** Opening Information supplied block **

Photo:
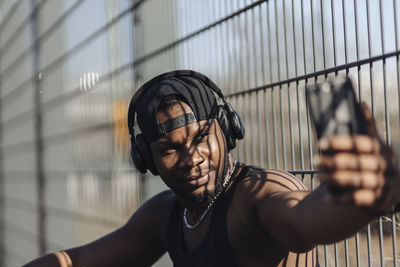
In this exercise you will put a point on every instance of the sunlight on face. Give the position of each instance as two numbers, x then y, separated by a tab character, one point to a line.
190	159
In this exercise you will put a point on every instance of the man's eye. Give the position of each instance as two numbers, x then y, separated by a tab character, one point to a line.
167	151
201	137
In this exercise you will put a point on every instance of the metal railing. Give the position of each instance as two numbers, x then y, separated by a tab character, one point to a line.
261	53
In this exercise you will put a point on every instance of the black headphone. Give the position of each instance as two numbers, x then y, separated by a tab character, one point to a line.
228	119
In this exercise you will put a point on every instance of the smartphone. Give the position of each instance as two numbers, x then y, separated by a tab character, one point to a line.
334	108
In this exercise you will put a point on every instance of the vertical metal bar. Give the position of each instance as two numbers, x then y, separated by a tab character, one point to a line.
297	93
259	98
373	112
346	252
344	32
323	32
358	57
248	85
370	54
346	242
257	124
224	49
369	245
388	141
395	264
394	231
283	143
358	249
272	89
326	255
40	179
312	34
288	89
333	32
267	137
2	179
336	255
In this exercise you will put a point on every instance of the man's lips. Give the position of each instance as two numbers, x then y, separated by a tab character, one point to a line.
198	179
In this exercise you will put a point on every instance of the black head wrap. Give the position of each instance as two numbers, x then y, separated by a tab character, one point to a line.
197	94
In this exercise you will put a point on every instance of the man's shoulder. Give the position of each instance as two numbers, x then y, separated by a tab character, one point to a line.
155	211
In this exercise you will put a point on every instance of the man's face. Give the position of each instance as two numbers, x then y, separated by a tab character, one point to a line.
190	159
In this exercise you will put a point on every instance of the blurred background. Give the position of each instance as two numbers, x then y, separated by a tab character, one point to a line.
69	68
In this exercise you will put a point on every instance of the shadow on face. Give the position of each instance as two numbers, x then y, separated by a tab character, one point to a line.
190	159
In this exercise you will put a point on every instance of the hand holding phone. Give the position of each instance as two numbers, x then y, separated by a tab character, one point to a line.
334	108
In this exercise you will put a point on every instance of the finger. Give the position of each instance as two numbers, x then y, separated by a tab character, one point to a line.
345	179
348	161
364	197
358	143
369	120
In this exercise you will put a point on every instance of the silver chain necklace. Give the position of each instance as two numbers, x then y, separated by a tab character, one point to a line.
193	226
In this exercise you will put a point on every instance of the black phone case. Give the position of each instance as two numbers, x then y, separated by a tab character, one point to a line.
334	108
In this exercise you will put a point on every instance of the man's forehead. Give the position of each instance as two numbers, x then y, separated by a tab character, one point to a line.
192	128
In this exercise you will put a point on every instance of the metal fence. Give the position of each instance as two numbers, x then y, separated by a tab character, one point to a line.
68	70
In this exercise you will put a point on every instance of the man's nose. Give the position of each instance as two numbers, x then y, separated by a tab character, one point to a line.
192	157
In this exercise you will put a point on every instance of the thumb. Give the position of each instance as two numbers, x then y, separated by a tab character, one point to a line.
369	121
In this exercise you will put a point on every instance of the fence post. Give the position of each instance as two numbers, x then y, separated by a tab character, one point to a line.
40	175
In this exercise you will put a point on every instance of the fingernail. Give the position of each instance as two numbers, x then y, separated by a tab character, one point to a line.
323	144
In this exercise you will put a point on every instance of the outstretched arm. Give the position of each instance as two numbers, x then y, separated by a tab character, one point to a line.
138	243
360	181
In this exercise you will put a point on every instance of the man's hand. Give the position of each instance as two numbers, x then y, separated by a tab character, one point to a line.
361	169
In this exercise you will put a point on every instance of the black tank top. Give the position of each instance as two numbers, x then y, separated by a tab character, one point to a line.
215	248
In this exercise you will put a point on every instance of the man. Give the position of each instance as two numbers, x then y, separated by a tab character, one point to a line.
220	212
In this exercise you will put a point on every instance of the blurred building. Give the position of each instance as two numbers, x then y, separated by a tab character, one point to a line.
69	68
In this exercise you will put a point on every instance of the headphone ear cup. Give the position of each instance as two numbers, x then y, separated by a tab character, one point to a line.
224	123
235	121
141	155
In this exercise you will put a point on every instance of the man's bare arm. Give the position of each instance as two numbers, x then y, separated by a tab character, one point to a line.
360	180
138	243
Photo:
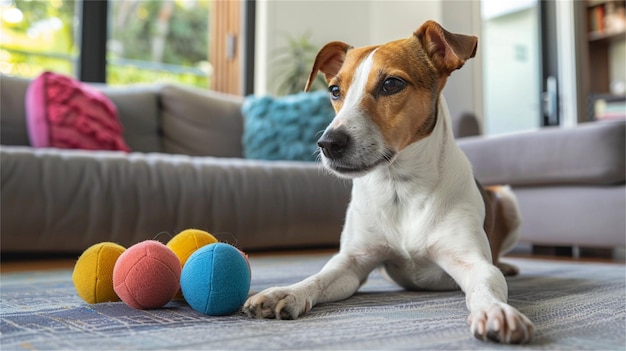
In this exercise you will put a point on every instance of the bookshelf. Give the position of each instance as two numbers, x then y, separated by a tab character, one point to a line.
606	36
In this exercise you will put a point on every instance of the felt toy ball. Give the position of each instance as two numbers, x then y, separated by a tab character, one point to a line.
147	275
188	241
93	272
216	280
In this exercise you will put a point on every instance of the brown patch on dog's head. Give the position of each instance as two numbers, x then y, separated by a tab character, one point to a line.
404	82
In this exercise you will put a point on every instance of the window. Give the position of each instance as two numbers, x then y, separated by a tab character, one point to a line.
127	41
158	41
36	36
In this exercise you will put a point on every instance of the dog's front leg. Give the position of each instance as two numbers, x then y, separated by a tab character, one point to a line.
491	318
340	278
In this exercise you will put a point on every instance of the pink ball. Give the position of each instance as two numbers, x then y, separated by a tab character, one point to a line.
147	275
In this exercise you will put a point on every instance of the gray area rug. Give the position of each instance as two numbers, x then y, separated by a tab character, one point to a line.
575	306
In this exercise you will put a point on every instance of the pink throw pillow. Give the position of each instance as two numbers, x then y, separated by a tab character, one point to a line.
62	112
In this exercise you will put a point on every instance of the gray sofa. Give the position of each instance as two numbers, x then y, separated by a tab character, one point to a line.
187	170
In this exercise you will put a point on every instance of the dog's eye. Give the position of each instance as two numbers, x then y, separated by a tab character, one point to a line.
392	85
335	92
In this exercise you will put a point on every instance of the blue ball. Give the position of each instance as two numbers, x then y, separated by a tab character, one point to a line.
216	279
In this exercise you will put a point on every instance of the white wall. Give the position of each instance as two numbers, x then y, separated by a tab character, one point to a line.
358	23
511	71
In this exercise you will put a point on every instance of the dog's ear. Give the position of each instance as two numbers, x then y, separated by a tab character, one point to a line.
328	61
448	51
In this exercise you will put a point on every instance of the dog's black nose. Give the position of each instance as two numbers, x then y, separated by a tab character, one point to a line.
334	143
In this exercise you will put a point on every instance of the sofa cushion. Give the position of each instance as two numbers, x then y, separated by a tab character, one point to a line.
138	110
285	128
61	112
13	129
201	123
589	154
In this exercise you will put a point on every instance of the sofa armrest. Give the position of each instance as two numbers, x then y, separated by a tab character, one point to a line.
590	154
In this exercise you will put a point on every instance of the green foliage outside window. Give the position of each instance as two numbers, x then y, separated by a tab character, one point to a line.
150	41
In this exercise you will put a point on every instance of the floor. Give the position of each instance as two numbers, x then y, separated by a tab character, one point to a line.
31	263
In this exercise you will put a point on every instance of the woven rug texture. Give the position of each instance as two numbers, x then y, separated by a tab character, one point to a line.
575	306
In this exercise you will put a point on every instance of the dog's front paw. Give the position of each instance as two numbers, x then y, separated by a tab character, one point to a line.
501	323
279	303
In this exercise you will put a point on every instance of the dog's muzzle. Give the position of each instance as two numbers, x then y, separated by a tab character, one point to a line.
334	143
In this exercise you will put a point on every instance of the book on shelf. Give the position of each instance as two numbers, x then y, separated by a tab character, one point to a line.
607	18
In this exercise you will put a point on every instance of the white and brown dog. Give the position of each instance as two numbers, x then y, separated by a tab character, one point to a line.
416	209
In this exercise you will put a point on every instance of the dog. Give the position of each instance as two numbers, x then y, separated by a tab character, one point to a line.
416	209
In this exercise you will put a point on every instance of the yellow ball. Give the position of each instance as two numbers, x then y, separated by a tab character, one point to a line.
93	272
188	241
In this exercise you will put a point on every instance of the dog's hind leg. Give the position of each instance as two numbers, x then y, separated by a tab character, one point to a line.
502	223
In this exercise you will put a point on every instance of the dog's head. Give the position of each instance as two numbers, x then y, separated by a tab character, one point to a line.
385	96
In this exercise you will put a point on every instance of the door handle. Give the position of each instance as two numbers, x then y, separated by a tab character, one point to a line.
550	102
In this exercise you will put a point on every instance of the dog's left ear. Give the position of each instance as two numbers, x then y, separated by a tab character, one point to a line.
328	61
448	51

** Closing Information supplied block **

Output the line containing "the dog's head." and every line after it through the final line of the records above, exactly as written and nothing else.

Written reply –
In this exercise you will put a point on every instance of the dog's head. Give the position of each instance as two numbers, x then y, separated by a tab character, one point to a line.
385	96
In this exercise you will put a point on every instance of the door handle. Give the position of each instance as two numbers, x then y, separated by a tab character, one point to a line.
550	102
In this exercise you will put a point on every instance of the dog's left ear. Give the position of each instance as two numbers, x then y, separated by a tab character, one point to a line.
328	61
448	51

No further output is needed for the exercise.